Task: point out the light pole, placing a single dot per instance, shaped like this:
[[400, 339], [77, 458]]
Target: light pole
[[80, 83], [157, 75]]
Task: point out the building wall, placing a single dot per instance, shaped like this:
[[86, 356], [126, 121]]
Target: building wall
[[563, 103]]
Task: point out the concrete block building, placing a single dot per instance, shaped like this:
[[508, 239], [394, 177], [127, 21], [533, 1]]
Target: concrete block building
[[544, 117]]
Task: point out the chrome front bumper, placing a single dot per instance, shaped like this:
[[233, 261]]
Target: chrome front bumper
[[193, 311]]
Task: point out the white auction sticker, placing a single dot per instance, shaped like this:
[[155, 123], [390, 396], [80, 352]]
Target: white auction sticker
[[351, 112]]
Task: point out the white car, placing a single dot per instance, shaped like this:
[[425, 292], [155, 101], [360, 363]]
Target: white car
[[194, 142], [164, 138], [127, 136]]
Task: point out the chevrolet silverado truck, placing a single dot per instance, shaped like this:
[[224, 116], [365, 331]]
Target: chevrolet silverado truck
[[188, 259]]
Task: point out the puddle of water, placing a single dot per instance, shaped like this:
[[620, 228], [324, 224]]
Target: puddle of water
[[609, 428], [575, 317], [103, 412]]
++++++++++++++++++++
The answer is the run of lines that starts at the one containing "Target: white car" and ends at the last line of the material, reproduced exactly.

Target: white car
[[194, 142], [164, 138], [127, 136]]
Task: point out the chevrolet silverado truck, placing a single dot per instance, shaped like this:
[[224, 116], [365, 331]]
Target: chevrolet silverado truck
[[188, 259]]
Task: point out the puddle of water, placing a single dot per instance, shaped like this:
[[620, 228], [324, 224]]
Target: puddle of water
[[609, 428], [575, 317], [103, 412]]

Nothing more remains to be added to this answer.